EXERCISE:
Extract all of the data and reproduce it precisely.

Data extracted from a collection:
-- Start --
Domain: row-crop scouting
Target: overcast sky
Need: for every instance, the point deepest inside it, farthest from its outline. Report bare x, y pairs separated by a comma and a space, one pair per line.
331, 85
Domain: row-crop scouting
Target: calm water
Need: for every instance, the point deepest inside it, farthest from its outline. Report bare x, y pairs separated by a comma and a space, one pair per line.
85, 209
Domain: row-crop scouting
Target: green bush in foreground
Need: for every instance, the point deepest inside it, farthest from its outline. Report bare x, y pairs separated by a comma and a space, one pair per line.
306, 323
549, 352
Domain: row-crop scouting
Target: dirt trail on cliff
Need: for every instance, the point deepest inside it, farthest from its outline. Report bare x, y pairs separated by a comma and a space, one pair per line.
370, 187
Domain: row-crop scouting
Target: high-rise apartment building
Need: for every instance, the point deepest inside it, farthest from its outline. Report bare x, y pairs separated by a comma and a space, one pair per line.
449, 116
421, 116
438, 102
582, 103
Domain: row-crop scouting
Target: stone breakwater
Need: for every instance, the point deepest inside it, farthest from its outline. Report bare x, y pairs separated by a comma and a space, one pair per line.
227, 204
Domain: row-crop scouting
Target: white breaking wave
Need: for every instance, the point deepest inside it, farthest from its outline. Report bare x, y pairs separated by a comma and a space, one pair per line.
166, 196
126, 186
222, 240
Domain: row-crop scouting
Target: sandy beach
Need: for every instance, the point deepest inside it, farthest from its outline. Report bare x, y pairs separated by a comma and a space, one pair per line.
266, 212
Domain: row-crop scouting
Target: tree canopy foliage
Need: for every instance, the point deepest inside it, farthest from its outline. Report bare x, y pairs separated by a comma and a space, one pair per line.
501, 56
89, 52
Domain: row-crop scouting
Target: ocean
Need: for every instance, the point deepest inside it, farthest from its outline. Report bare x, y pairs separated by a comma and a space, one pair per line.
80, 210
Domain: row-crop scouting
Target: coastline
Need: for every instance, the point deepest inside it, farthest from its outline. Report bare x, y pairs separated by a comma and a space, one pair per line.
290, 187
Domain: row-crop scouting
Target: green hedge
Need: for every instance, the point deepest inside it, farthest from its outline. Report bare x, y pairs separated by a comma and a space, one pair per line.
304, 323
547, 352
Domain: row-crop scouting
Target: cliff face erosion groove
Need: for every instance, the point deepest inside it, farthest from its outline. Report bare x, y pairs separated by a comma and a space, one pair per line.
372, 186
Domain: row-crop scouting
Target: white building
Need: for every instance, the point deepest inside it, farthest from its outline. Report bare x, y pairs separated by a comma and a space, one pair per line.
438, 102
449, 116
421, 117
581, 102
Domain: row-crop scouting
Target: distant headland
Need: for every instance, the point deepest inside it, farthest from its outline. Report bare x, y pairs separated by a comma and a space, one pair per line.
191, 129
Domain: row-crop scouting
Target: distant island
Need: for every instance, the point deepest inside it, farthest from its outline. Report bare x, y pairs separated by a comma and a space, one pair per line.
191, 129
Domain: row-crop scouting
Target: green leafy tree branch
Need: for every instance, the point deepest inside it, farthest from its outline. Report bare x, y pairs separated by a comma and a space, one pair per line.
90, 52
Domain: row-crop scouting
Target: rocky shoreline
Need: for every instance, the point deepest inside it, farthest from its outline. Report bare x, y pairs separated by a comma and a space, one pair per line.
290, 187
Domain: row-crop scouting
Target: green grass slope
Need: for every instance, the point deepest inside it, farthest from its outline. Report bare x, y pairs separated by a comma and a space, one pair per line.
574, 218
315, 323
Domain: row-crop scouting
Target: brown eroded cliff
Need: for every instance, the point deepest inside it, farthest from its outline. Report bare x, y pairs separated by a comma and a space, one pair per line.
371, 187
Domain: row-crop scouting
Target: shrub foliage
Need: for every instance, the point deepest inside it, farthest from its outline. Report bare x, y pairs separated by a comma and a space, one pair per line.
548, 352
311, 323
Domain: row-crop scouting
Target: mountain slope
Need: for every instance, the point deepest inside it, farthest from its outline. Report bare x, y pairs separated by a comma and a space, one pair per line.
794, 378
-- End --
ANSWER FOR THIS EXERCISE:
Domain: row-crop scouting
Target: overcast sky
Need: for every instance, the point deepest inside it, farthest from its outline. Report bare x, y pairs separated by a comma and a space, one pair per line.
331, 85
Domain: row-crop scouting
Target: calm water
Need: for every instance, the point deepest inside it, farthest from its outline. Report bare x, y pairs separated by a comma and a space, one pair per line.
85, 209
Domain: row-crop scouting
Target: green bush in foreground
Need: for every instance, the point deepest inside it, farthest from its outline. Report bare x, y pairs separated by a comma and a space, one pair per line.
306, 323
549, 352
Domain: row-crop scouting
Target: dirt trail on cliff
Need: for every instance, the point deepest inside it, farthest from its outline. Report bare x, y pairs separated by a comma and a space, one pair per line.
370, 187
Domain: row-crop scouting
Target: high-rise apartment building
Need: for every instance, the point deepest inside it, farthest from its outline. Report bare x, y pairs separated by a comma and a space, one pair per line.
449, 116
421, 116
438, 102
582, 103
Domain: row-crop scouting
Target: stone breakwater
Need: for every instance, the point deepest inside it, farthest from its outline. Report bare x, y pairs separated by a comma and a space, one pair per line.
227, 204
Domain: row-crop scouting
Target: white breaking wave
Need: for every instance, the point deepest inside it, farthest from its outline. Report bare x, y pairs separated by a comma and a space, one pair per line.
166, 196
126, 186
222, 240
Domain: row-crop scouting
Target: sandy beach
Need: for every instance, the point deepest inside it, farthest from its outline. Report bare x, y pairs separated by a comma and a space, one pair per line.
266, 212
Domain: row-crop scouting
Target: tree canopy foliage
Need: for every instance, the point deepest inside it, farthest from its outline. Report bare x, y pairs separated by a comma and a space, one pair per line.
501, 56
89, 52
Domain: row-crop scouting
Target: ocean
Need: for every instance, the point deepest inside it, farthest from its outline. Report bare x, y pairs separated by a comma and a space, one pair per line.
80, 210
Domain: row-crop scouting
Target: coastline
Need: for every instance, the point deepest inside it, farthest from its outline. Report bare x, y pairs separated by a comma and a space, one pair per line.
290, 187
Domain: row-crop scouting
Target: green hedge
Need: for every instance, the point deepest inside it, farthest from its outline. Report bare x, y pairs separated by a comma and a space, one pair per line.
304, 323
547, 352
Domain: row-crop scouting
Target: cliff face erosion groove
Need: for every instance, the point deepest inside it, farthest from its outline. Report bare x, y pairs separated by a comma and a space, one pair per line.
372, 186
Domain: row-crop scouting
Target: white building
Need: for every instance, the point deepest inside it, farthest from its outline. Report bare x, y pairs separated by a comma and a space, one pair per line.
438, 102
449, 116
421, 117
581, 102
Domain: row-crop scouting
Target: distant headland
Need: for every instance, the point deepest inside it, farthest from its outline. Report bare x, y pairs separated by a comma and a space, one pair per line.
191, 129
Domain: row-crop scouting
Target: distant island
Need: for every instance, the point deepest inside it, farthest from its outline. Report bare x, y pairs separated by a comma and a space, one pair per line.
191, 129
Domain: row-crop scouting
Target: green leafy tree branch
Need: for every instance, the point deepest inside it, farthest from its outline. Report bare x, y pairs separated by a comma and a space, one pair per line.
90, 52
Domain: row-crop scouting
Target: rocky shoreline
Need: for every instance, the point deepest inside it, farthest from its outline. Report bare x, y pairs separated by a comma and a space, one pair per line.
290, 187
Domain: row-crop scouting
Target: green grass slope
Need: for every instance, the point deepest inside it, farthest from its outline. Report bare x, y pairs separated by a comma and a space, one pair per line.
574, 218
315, 323
Domain: row-crop scouting
Target: brown eroded cliff
Need: for every instance, the point deepest inside it, farthest from its outline. Report bare x, y pairs separated by a comma and a space, one pair per line.
371, 187
Domain: row-crop scouting
Target: shrub foliage
Need: for every instance, the point deepest inside it, farthest from its outline. Report bare x, y pairs separated by a comma and a space, one pair per line.
548, 352
311, 323
Domain: row-crop scouting
Target: mountain slope
Need: for every instance, the point deepest inside it, farthest from its outline. Report bare x, y pairs separated by a comma and a space, one pair per line.
794, 378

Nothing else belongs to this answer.